Segment Start: Task input

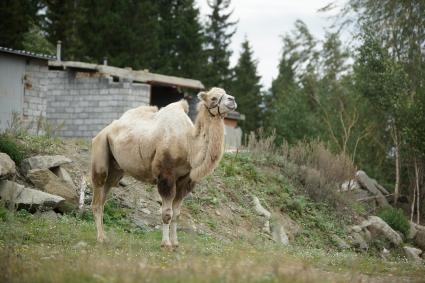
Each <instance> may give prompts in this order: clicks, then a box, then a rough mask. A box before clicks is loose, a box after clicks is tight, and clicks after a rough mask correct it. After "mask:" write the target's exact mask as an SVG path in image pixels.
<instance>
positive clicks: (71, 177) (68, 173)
mask: <svg viewBox="0 0 425 283" xmlns="http://www.w3.org/2000/svg"><path fill="white" fill-rule="evenodd" d="M50 170H51V171H52V172H53V173H54V174H55V175H56V176H58V177H59V178H60V179H61V180H62V181H64V182H65V183H66V184H68V185H69V186H70V187H71V188H73V189H74V190H76V187H75V184H74V181H73V180H72V177H71V175H69V173H68V171H66V170H65V168H63V167H62V166H58V167H54V168H52V169H50Z"/></svg>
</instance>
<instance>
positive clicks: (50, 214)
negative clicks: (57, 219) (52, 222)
mask: <svg viewBox="0 0 425 283" xmlns="http://www.w3.org/2000/svg"><path fill="white" fill-rule="evenodd" d="M40 218H43V219H47V220H57V219H58V218H59V215H58V214H57V213H56V212H54V211H53V210H49V211H43V212H42V213H41V214H40Z"/></svg>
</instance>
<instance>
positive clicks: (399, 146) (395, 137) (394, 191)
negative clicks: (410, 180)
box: [393, 126, 400, 206]
mask: <svg viewBox="0 0 425 283" xmlns="http://www.w3.org/2000/svg"><path fill="white" fill-rule="evenodd" d="M393 139H394V146H395V186H394V206H397V200H398V197H399V195H400V143H399V139H398V131H397V127H396V126H394V128H393Z"/></svg>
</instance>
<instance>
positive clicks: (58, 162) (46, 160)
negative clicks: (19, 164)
mask: <svg viewBox="0 0 425 283" xmlns="http://www.w3.org/2000/svg"><path fill="white" fill-rule="evenodd" d="M67 163H71V159H69V158H67V157H65V156H63V155H37V156H33V157H30V158H27V159H24V160H22V162H21V170H22V173H23V174H24V175H27V173H28V172H29V171H30V170H32V169H50V168H54V167H58V166H60V165H63V164H67Z"/></svg>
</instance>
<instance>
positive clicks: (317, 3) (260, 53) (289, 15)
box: [197, 0, 330, 88]
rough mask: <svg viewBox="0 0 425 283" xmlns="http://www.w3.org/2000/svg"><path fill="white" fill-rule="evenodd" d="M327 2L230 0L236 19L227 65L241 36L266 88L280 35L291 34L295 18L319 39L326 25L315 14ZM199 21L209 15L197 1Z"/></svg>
mask: <svg viewBox="0 0 425 283" xmlns="http://www.w3.org/2000/svg"><path fill="white" fill-rule="evenodd" d="M329 2H330V0H232V2H231V7H233V9H234V12H233V20H239V23H238V25H237V32H236V34H235V35H234V36H233V40H232V46H231V48H232V50H233V55H232V58H231V65H232V66H233V65H234V64H236V62H237V60H238V57H239V53H240V49H241V43H242V41H243V40H244V37H245V36H247V38H248V40H249V41H250V43H251V46H252V47H253V51H254V56H255V58H256V59H258V73H259V75H261V77H262V80H261V82H262V84H263V85H264V86H265V87H266V88H269V87H270V85H271V82H272V79H273V78H275V77H276V76H277V65H278V63H279V59H280V52H281V48H282V40H281V35H283V34H285V33H287V32H289V31H291V30H292V29H293V26H294V22H295V21H296V20H297V19H301V20H303V21H304V22H305V23H306V24H307V26H308V28H309V29H310V32H311V33H312V34H313V35H314V36H315V37H317V38H323V36H324V28H325V27H327V26H329V24H330V22H329V21H328V20H327V19H326V16H325V15H324V14H323V13H318V12H317V10H318V9H319V8H322V7H324V6H325V5H326V4H328V3H329ZM197 3H198V7H199V8H200V11H201V17H202V20H203V21H205V19H206V17H205V15H206V14H208V13H210V10H211V9H210V8H209V7H208V5H207V4H206V0H197Z"/></svg>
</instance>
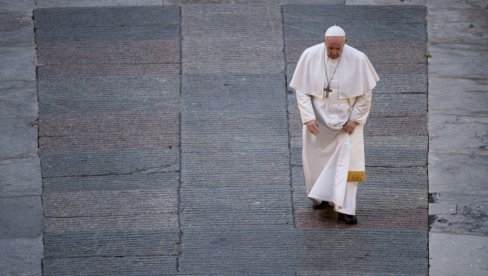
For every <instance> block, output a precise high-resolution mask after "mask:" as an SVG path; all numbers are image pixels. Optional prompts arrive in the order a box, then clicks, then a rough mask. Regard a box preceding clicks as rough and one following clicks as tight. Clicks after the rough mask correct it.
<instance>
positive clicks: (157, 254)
mask: <svg viewBox="0 0 488 276" xmlns="http://www.w3.org/2000/svg"><path fill="white" fill-rule="evenodd" d="M148 200H149V201H151V199H149V198H148ZM135 201H136V202H137V201H138V199H137V198H135ZM127 202H129V201H127ZM116 205H117V204H116ZM131 206H132V208H134V210H135V209H137V208H138V207H142V206H140V205H138V204H137V203H136V204H131ZM175 206H176V204H175ZM163 208H166V206H164V205H162V206H161V209H163ZM166 209H167V208H166ZM173 209H174V207H173ZM178 235H179V229H178V217H177V214H176V212H172V213H161V212H154V210H153V208H148V209H140V212H139V214H135V213H133V214H123V215H122V214H121V212H119V214H118V215H116V216H95V217H93V216H74V217H65V218H52V217H46V218H44V243H45V256H46V257H57V258H61V257H81V256H114V257H115V256H131V255H139V256H141V255H142V256H143V255H168V256H169V255H173V254H174V253H175V246H176V243H177V242H178Z"/></svg>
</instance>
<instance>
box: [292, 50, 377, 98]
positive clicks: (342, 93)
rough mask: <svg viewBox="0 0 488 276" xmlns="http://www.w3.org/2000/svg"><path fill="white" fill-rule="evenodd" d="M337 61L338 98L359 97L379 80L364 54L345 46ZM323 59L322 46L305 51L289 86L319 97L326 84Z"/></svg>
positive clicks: (302, 92)
mask: <svg viewBox="0 0 488 276" xmlns="http://www.w3.org/2000/svg"><path fill="white" fill-rule="evenodd" d="M340 58H341V60H340V64H339V68H338V75H339V76H340V79H339V98H340V99H347V98H354V97H358V96H362V95H363V94H364V93H365V92H367V91H368V90H373V88H374V87H375V86H376V82H377V81H379V77H378V74H376V71H375V70H374V68H373V65H372V64H371V62H370V61H369V59H368V57H367V56H366V55H365V54H364V53H362V52H361V51H359V50H357V49H355V48H353V47H351V46H349V45H347V44H346V45H344V48H343V50H342V54H341V57H340ZM325 59H326V55H325V44H324V43H320V44H317V45H315V46H312V47H310V48H308V49H306V50H305V51H304V52H303V54H302V55H301V57H300V60H299V61H298V63H297V66H296V69H295V73H294V74H293V78H292V80H291V82H290V87H291V88H293V89H295V91H300V92H302V93H305V94H308V95H311V96H316V97H322V96H323V90H324V83H326V80H325Z"/></svg>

Segment End: Task input

▶ [Work to be completed] What number of lines in the records contain the word "order"? Answer with that number alone.

▶ [Response box] 2